Trecho selecionado:

Orwell não conhecia profundamente as origens da guerra, os duradouros conflitos políticos entre os grupos de esquerda de Barcelona e menos ainda os problemas concernentes às relações entre o governo republicano em Valência e as diversas forças políticas na Catalunha (PRESTON, 2018). O escritor teve muitas dificuldades com o espanhol e o catalão. Em sua coleção de cartas, resenhas e ensaios não há indicação alguma de que antes da guerra tivera o menor contato com o idioma ou lido um livro em espanhol, sobre a guerra ou qualquer outro tema. No limite, pela sua repulsa à União Soviética, Orwell condenou a República espanhola como uma incipiente ditadura stalinista (Ibidem).
Preston (2018) defende a tese de que no livro Lutando na Espanha e em sua versão cinematográfica, Terra e liberdade, de Ken Loach, um episódio secundário (neste caso, as jornadas de maio de 1937 em Barcelona) foi utilizado como mote para caracterizar os problemas centrais da guerra, para em seguida se tornar uma chave explicativa perversa das razões que explicariam a derrota republicana. No fim, o enunciado que sustenta tanto o livro como o filme é que foi a repressão stalinista que levou Franco à vitória (Ibidem).

Exercícios propostos:
1. Responda com base no trecho sobre Orwell:
(a) Com quais idiomas o escritor teve muitas dificuldades?
(b) Que episódio secundário, segundo Preston, foi utilizado como mote para caracterizar os problemas centrais da guerra?
(c) Quem é o diretor de Terra e liberdade?
2. Diga se cada afirmação concorda com o trecho sobre Orwell. Justifique cada resposta citando as palavras decisivas do trecho.
(a) Orwell conhecia profundamente as origens da guerra.
(b) O livro e o filme sustentam que a repressão stalinista levou Franco à vitória.
(c) Há indicação de que Orwell tinha lido um livro em espanhol antes da guerra.
3. Imprima a parte do trecho sobre Orwell que começa com as palavras "Orwell não conhecia" e termina com "ditadura stalinista (Ibidem).".

Itens de uma fonte de dados:
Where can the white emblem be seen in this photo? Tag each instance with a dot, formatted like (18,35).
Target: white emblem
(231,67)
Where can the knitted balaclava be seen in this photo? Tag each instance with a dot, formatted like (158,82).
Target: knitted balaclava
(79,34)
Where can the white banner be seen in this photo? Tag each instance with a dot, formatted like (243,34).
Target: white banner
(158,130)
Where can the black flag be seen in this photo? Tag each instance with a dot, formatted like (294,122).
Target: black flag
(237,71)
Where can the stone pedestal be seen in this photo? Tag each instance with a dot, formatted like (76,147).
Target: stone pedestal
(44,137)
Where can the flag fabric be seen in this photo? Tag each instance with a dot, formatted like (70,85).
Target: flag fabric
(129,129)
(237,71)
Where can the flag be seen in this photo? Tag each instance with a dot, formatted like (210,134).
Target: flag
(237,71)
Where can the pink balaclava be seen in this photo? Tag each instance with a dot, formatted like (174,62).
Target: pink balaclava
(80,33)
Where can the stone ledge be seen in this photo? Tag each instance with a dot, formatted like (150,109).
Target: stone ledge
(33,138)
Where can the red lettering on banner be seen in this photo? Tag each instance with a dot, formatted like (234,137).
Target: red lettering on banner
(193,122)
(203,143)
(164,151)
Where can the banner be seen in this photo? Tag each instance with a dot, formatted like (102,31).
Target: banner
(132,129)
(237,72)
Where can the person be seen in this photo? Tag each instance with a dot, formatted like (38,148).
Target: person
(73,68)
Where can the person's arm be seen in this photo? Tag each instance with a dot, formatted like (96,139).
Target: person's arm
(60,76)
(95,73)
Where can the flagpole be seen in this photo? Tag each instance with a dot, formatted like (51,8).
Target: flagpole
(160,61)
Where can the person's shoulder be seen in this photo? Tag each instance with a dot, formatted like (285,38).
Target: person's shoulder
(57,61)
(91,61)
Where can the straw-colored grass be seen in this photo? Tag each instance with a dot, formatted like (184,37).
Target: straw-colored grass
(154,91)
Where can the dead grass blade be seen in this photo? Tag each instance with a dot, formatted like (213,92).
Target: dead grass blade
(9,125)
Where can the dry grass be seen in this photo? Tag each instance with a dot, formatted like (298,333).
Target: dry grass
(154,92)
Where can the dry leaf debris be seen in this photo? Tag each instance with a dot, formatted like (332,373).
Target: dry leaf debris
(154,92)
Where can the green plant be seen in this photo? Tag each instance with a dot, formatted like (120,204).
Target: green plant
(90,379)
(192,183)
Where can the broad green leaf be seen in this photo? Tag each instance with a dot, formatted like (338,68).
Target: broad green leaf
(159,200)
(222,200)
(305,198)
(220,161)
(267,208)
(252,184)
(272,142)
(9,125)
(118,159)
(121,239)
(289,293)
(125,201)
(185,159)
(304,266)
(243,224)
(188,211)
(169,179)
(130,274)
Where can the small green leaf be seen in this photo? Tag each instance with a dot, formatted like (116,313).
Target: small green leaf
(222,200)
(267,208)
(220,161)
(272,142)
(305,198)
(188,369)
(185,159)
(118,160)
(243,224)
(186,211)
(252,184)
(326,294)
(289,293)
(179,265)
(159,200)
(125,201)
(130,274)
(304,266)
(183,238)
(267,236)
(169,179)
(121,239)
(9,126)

Lista de respostas:
1.
(a) Com o espanhol e o catalão.
(b) As jornadas de maio de 1937 em Barcelona.
(c) Ken Loach.

2.
(a) Não: "Orwell não conhecia profundamente as origens da guerra".
(b) Sim: "o enunciado que sustenta tanto o livro como o filme é que foi a repressão stalinista que levou Franco à vitória".
(c) Não: "não há indicação alguma de que antes da guerra tivera o menor contato com o idioma ou lido um livro em espanhol".

3.
Orwell não conhecia profundamente as origens da guerra, os duradouros conflitos políticos entre os grupos de esquerda de Barcelona e menos ainda os problemas concernentes às relações entre o governo republicano em Valência e as diversas forças políticas na Catalunha (PRESTON, 2018). O escritor teve muitas dificuldades com o espanhol e o catalão. Em sua coleção de cartas, resenhas e ensaios não há indicação alguma de que antes da guerra tivera o menor contato com o idioma ou lido um livro em espanhol, sobre a guerra ou qualquer outro tema. No limite, pela sua repulsa à União Soviética, Orwell condenou a República espanhola como uma incipiente ditadura stalinista (Ibidem).